**Texto para leitura:**
^^^^^^^^
Contudo, no início da sessão esta característica funciona, sendo que o tempo para contar os detalhes sobre Lynsey é mais forte no primeiro ato, pois é quando se tem menos diálogos e quando as imagens são um tanto misteriosas, em sua decupagem e montagem. Um exemplo é o começo da produção, quando o público vê apenas o rosto de Lawrence lateralmente. Aos poucos, a situação na qual ela se encontra vai sendo desvendada, tanto o aconteceu com ela quanto quem são as pessoas perto dela é contado pouco a pouco.

Este caminho é também percorrido pela trajetória da própria personagem principal, que entende mais sobre ela mesma, enquanto a narrativa se desenvolve. Entre tons de melancolia e oscilações qualitativas, o que há de mais especial no longa-metragem, no entanto, é a construção da relação entre Lynsey e o seu novo conhecido James (Brian Tyree Henry). Existem dois pontos principais para que a interação desta dupla funcione tanto. O primeiro elemento basilar para que o sucesso da dinâmica de Lynsey e James aconteça está nos diálogos entre eles que, assim como a obra inteira, possuem revelações lentamente convocadas.
^^^^^^^^
**Tarefas a fazer:**
1: Renomeie "James" como "Tomás" ao reproduzir a crítica do filme entre "Este caminho é" e "revelações lentamente convocadas.", inclusive.
2: Segundo a crítica do filme, qual ator interpreta James?
3: Por favor, continue a crítica do filme a partir da última frase apresentada.

**Dados coletados:**
^^^^^^^^
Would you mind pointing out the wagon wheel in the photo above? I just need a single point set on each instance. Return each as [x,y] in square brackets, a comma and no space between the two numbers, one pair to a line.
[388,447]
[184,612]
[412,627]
^^^^^^^^
**Respostas por tarefa:**
1:
Este caminho é também percorrido pela trajetória da própria personagem principal, que entende mais sobre ela mesma, enquanto a narrativa se desenvolve. Entre tons de melancolia e oscilações qualitativas, o que há de mais especial no longa-metragem, no entanto, é a construção da relação entre Lynsey e o seu novo conhecido Tomás (Brian Tyree Henry). Existem dois pontos principais para que a interação desta dupla funcione tanto. O primeiro elemento basilar para que o sucesso da dinâmica de Lynsey e Tomás aconteça está nos diálogos entre eles que, assim como a obra inteira, possuem revelações lentamente convocadas.

2: Brian Tyree Henry.

3:
Assim, eles vão se conhecendo, aproximando-se, afastando-se etc. A lógica de contenção de informação versus compartilhamento exagerado delas traz um tom realista, que gera uma espécie de empatia, principalmente para quem já vivenciou algum momento muito difícil e doloroso e encontrou algum interlocutor com tantas semelhanças de experiências. E são nestas dualidades individuais e do próprio relacionamento deles que camadas elaboradas são colocadas, conectando quem assiste ainda mais com o enredo.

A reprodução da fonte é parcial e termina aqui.